### YOUR INSTRUCTIONS
Find the line containing "the red sleeve". Retype it and every line after it through the end of the entries, exactly as written, with nothing added.

## Begin RECORD EXTRACTS

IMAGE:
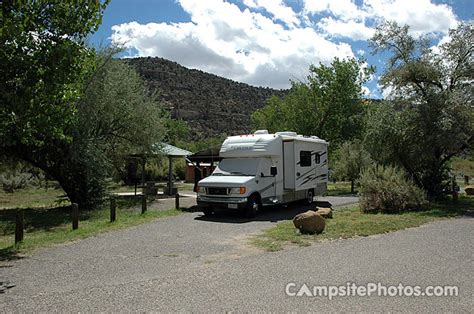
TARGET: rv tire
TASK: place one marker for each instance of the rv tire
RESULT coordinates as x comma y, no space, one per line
253,206
309,197
207,211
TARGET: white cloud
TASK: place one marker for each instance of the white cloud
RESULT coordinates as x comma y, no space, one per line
350,29
342,9
421,15
357,22
265,42
277,8
239,44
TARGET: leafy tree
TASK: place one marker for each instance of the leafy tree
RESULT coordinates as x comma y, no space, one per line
116,116
43,62
429,118
328,105
353,158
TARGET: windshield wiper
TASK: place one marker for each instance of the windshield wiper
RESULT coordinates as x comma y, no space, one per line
238,173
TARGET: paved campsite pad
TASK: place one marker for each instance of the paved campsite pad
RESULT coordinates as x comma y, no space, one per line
190,262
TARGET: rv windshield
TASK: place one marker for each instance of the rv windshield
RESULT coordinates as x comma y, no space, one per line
237,167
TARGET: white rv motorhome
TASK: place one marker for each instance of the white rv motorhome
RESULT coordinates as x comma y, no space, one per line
265,169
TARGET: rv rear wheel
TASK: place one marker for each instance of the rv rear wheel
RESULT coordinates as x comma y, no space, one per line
253,206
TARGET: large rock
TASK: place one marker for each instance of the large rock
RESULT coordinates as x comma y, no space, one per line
326,212
309,222
469,190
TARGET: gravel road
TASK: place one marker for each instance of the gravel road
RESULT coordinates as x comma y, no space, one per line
189,263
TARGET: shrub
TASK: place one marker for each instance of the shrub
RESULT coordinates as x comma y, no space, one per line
15,180
387,189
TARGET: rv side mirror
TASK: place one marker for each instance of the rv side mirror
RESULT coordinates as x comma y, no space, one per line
273,171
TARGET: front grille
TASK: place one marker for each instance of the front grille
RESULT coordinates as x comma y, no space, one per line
218,191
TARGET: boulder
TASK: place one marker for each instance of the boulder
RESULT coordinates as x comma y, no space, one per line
326,212
469,189
309,222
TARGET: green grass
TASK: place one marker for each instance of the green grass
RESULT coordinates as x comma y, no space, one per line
33,197
338,188
45,227
351,222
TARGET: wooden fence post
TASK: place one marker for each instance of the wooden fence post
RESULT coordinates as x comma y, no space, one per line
113,209
19,226
143,203
75,216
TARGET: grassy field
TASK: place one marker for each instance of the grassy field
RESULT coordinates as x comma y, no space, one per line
33,198
339,188
48,226
351,222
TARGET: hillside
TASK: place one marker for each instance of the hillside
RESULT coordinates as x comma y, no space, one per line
211,105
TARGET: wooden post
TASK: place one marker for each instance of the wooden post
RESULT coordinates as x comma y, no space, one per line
113,209
19,226
75,216
143,203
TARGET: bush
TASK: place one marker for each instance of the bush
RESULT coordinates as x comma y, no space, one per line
15,180
387,189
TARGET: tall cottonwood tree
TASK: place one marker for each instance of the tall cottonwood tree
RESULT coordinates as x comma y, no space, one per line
429,117
329,104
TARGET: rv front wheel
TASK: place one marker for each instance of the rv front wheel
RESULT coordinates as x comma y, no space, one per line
253,206
309,197
207,211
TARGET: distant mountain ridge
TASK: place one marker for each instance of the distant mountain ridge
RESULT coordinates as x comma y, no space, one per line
212,105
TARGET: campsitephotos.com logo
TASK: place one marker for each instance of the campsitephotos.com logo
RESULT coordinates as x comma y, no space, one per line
351,289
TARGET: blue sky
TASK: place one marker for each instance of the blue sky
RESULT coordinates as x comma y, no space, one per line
268,42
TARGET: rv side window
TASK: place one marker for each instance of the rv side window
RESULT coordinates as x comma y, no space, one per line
305,158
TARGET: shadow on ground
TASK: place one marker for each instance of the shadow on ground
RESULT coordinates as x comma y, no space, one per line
268,213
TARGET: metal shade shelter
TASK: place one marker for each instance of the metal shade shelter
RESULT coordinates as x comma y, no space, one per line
162,149
171,152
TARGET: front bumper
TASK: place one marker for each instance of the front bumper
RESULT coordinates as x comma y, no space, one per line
222,202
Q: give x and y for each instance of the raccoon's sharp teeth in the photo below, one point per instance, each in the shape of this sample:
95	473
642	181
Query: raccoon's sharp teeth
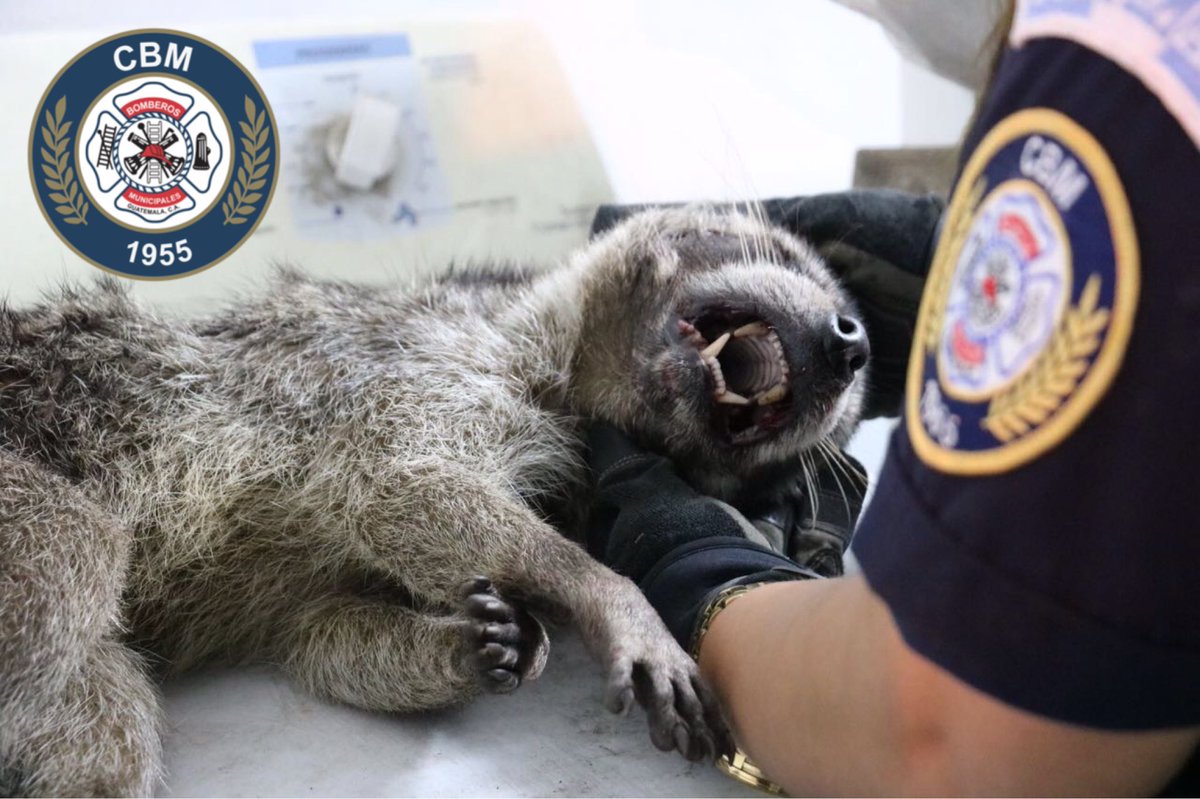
715	348
751	329
714	368
773	395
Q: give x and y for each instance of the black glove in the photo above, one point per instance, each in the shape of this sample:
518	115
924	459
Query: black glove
880	244
682	547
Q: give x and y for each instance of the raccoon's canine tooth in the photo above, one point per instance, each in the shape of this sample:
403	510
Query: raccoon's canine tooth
773	395
731	398
751	329
714	349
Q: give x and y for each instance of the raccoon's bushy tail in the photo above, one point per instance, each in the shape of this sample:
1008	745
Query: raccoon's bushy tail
77	714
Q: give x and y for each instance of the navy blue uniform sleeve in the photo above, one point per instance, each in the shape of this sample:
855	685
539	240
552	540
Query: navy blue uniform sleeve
1036	530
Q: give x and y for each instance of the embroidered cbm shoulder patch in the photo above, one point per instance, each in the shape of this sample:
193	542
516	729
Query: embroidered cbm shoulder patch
1030	301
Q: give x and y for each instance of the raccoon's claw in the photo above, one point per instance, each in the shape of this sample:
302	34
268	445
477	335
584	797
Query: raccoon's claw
507	644
682	712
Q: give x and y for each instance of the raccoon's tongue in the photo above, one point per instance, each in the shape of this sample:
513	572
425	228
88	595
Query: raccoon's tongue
749	371
748	366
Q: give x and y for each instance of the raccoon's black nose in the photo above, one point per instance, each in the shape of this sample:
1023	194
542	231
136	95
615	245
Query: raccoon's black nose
846	346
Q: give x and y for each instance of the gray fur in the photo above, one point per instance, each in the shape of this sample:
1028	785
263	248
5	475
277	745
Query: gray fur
309	478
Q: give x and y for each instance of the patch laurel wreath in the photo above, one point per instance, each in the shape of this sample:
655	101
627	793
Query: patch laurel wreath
239	204
1054	377
58	174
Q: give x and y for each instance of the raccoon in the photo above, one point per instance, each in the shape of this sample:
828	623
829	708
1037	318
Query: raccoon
310	478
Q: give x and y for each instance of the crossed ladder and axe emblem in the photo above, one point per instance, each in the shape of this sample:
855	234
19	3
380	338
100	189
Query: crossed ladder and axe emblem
154	150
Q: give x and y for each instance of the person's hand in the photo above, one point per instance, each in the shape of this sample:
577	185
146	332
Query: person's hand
880	244
683	547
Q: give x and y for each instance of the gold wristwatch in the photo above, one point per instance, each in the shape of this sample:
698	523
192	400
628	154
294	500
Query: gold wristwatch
738	766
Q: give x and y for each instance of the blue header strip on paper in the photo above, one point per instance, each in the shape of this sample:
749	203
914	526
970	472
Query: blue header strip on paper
298	52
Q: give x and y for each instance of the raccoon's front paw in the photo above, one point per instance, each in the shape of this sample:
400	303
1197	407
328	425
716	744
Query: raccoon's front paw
681	709
505	643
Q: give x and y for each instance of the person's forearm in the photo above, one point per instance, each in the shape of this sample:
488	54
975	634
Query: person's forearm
826	698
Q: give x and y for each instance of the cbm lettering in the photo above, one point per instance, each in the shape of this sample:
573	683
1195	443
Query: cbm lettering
153	55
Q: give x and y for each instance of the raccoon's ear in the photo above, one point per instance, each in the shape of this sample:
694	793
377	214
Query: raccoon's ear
652	262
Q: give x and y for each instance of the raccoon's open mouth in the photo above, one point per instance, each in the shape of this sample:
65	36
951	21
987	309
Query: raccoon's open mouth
748	372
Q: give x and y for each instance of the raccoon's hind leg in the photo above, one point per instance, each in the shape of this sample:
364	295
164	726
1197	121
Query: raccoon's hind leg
432	527
377	654
79	716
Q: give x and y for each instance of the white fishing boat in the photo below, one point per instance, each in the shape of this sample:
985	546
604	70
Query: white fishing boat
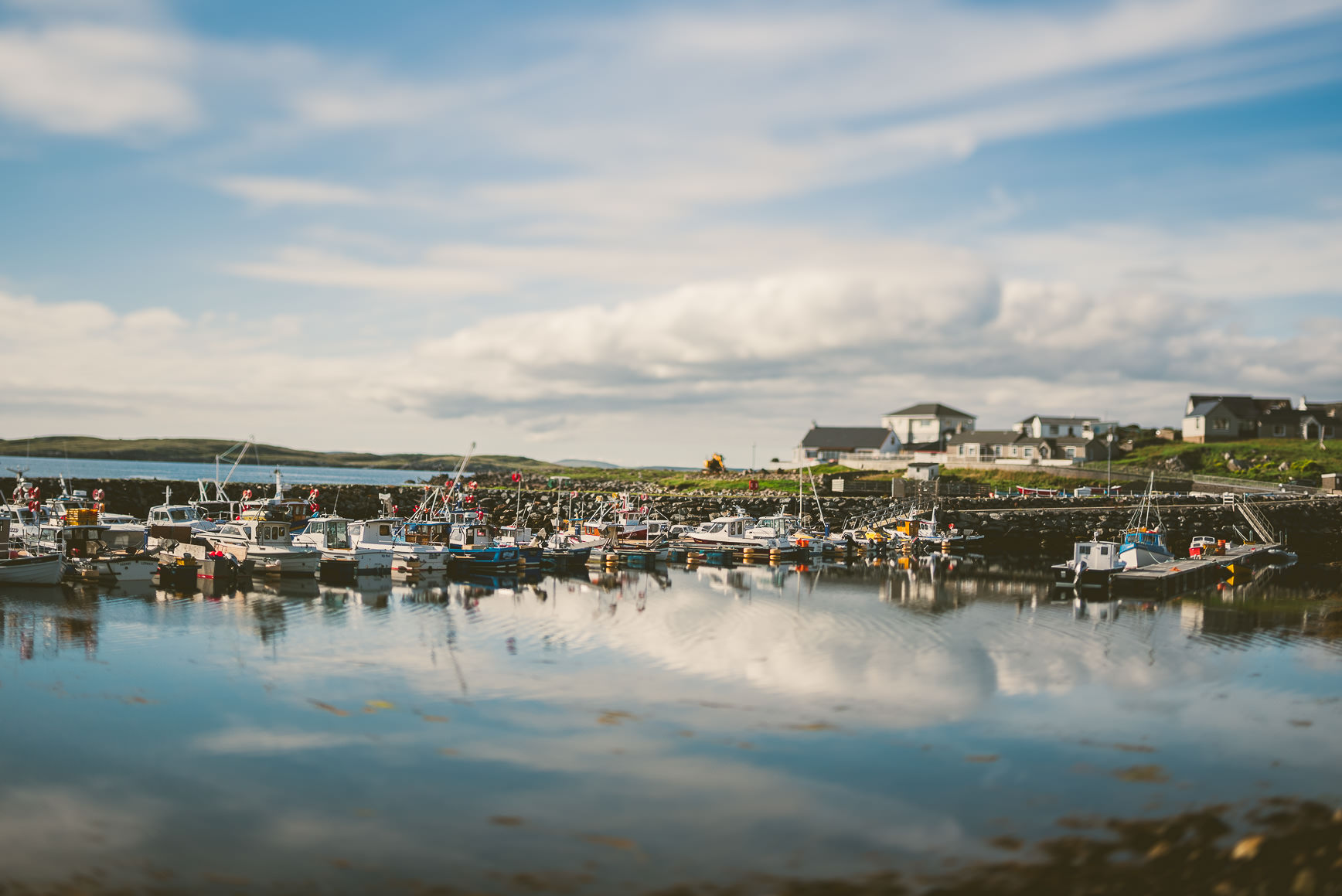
26	567
20	567
98	551
1092	565
264	545
1143	538
737	530
387	533
332	537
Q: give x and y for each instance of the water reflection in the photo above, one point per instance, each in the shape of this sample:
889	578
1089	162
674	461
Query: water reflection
642	726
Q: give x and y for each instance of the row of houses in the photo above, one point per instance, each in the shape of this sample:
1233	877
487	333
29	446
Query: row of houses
933	432
937	432
1234	417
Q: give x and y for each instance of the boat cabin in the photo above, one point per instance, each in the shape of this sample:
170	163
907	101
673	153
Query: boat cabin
1095	556
376	531
428	533
1146	538
782	523
173	516
516	536
326	533
257	531
73	541
472	536
729	526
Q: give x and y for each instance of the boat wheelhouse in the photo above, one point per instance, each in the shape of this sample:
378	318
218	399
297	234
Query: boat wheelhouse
267	545
1092	565
332	537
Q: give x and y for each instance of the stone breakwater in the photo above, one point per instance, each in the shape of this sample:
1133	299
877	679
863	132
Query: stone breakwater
1012	525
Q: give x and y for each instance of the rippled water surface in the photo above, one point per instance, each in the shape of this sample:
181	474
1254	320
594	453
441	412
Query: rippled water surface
630	731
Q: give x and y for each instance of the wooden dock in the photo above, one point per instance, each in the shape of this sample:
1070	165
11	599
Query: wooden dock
1177	576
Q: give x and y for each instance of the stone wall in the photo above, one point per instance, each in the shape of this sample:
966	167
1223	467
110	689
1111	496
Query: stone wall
1012	525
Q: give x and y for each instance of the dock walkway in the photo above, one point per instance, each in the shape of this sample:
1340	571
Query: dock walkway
1179	576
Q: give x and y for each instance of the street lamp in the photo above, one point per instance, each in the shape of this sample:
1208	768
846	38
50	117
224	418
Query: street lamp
1109	463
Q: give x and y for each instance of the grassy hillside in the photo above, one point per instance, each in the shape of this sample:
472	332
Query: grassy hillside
1260	458
204	451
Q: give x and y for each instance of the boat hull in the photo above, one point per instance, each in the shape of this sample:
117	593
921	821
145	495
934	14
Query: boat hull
43	569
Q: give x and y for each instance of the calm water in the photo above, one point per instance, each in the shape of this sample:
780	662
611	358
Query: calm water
616	733
78	468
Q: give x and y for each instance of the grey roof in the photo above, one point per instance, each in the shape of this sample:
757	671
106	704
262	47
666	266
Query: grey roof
930	410
991	438
1062	420
1325	408
846	438
1243	407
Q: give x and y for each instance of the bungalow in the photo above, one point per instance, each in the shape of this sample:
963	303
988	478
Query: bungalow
928	425
1042	427
829	443
1020	447
1234	417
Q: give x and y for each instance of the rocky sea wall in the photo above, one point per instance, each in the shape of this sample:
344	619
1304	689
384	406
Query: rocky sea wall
1012	525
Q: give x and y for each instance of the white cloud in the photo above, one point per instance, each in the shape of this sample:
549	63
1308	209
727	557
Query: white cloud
94	80
251	741
293	191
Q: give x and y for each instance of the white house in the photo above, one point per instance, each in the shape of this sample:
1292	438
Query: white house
829	443
1042	427
928	424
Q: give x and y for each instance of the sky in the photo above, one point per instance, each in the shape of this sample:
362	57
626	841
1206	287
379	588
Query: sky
645	233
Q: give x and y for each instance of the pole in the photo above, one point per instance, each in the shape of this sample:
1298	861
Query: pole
1109	465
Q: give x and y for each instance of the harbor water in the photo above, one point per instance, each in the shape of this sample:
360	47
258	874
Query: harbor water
638	731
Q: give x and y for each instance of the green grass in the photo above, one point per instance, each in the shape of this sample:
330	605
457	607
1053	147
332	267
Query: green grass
1262	455
673	481
204	451
1008	479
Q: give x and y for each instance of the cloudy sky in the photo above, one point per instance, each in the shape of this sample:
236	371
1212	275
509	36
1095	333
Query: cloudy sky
643	233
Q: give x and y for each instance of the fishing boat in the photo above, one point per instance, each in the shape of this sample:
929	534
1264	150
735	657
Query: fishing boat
388	533
1092	565
26	567
737	530
474	543
264	545
915	529
98	551
559	553
529	549
332	537
1143	538
293	511
22	567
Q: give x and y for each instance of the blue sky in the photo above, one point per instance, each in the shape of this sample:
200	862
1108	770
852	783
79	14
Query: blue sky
645	233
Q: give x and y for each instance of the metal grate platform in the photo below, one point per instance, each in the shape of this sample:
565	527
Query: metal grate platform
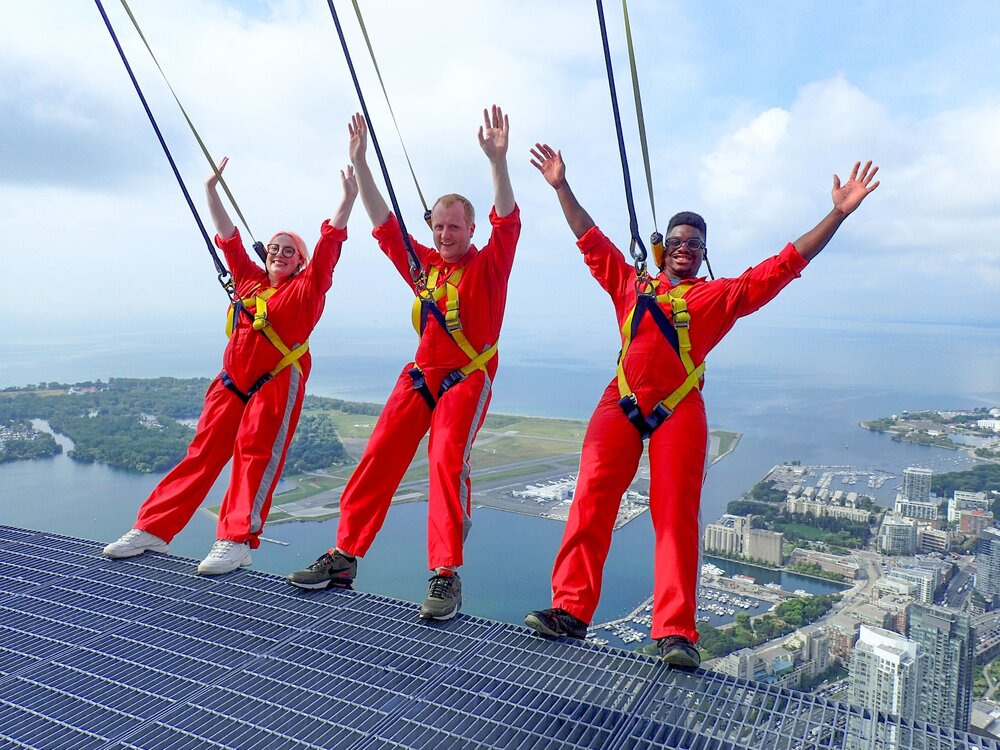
144	653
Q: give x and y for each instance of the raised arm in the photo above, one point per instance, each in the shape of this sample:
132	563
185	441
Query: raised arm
493	140
224	226
846	198
343	213
549	162
375	205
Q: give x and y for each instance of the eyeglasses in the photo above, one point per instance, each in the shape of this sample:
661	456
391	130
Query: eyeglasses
693	244
286	252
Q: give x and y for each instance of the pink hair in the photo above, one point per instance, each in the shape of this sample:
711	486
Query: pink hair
299	243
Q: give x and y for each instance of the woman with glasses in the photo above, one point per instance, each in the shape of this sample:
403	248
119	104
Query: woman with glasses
667	332
252	407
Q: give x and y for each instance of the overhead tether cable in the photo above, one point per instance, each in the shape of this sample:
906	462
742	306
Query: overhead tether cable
656	239
371	52
225	278
636	248
639	118
258	247
416	268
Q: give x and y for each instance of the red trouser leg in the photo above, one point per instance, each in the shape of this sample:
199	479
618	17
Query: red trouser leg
454	424
677	469
262	441
366	498
176	498
611	451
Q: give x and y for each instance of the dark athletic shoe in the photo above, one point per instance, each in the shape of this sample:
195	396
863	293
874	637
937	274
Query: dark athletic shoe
330	569
444	597
678	652
556	623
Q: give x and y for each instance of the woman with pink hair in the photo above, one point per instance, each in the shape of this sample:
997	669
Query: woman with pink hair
252	407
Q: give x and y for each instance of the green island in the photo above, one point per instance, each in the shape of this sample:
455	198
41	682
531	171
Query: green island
145	425
952	430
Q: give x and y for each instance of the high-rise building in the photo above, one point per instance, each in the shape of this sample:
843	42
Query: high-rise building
963	500
885	673
988	565
948	640
898	535
733	535
917	484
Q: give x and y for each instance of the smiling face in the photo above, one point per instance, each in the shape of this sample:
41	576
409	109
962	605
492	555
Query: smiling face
452	230
279	267
683	262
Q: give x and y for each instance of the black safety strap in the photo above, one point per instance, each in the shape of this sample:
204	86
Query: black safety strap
225	278
371	52
637	249
416	269
257	246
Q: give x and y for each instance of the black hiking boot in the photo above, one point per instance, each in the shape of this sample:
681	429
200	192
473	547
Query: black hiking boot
333	568
678	652
556	623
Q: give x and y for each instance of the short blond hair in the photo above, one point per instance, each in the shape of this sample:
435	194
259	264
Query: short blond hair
451	198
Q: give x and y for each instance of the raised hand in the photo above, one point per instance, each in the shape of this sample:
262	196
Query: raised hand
493	134
349	182
848	196
549	162
358	130
213	179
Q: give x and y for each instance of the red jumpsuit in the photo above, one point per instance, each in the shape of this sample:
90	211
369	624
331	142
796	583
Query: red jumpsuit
254	434
459	413
677	449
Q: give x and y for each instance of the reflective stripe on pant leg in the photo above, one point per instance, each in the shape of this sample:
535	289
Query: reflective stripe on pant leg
611	451
272	473
677	465
456	421
265	432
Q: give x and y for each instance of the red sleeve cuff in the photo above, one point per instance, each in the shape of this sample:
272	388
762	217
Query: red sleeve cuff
591	238
793	258
514	217
231	243
332	232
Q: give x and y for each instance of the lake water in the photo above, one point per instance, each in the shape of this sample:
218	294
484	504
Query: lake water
794	392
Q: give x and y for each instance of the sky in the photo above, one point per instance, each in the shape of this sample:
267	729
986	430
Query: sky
750	109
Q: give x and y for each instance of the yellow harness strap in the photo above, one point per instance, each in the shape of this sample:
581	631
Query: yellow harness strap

## End RECORD EXTRACTS

### TASK OUTPUT
Q: give x and y for each instance of the red sleeve cuff in the photo above, one point per instance, each in the shape of this sample:
272	388
762	217
Query: red sleeve cuff
591	238
793	258
514	217
231	243
332	232
Q: give x and y for each instance of the lake water in the photo above, one point per instance, each in the shape of this sample:
218	294
484	504
Query: lake water
794	392
Q: give x and y for each instance of the sky in the photo above, one point per instance, each in the shape of this sample:
267	729
986	430
Query: sky
750	109
Q: give x and y for each instance of the yellow harness strap in the photo above, one point per instance, each in the shape of this sample:
581	631
Query: yellow harness strap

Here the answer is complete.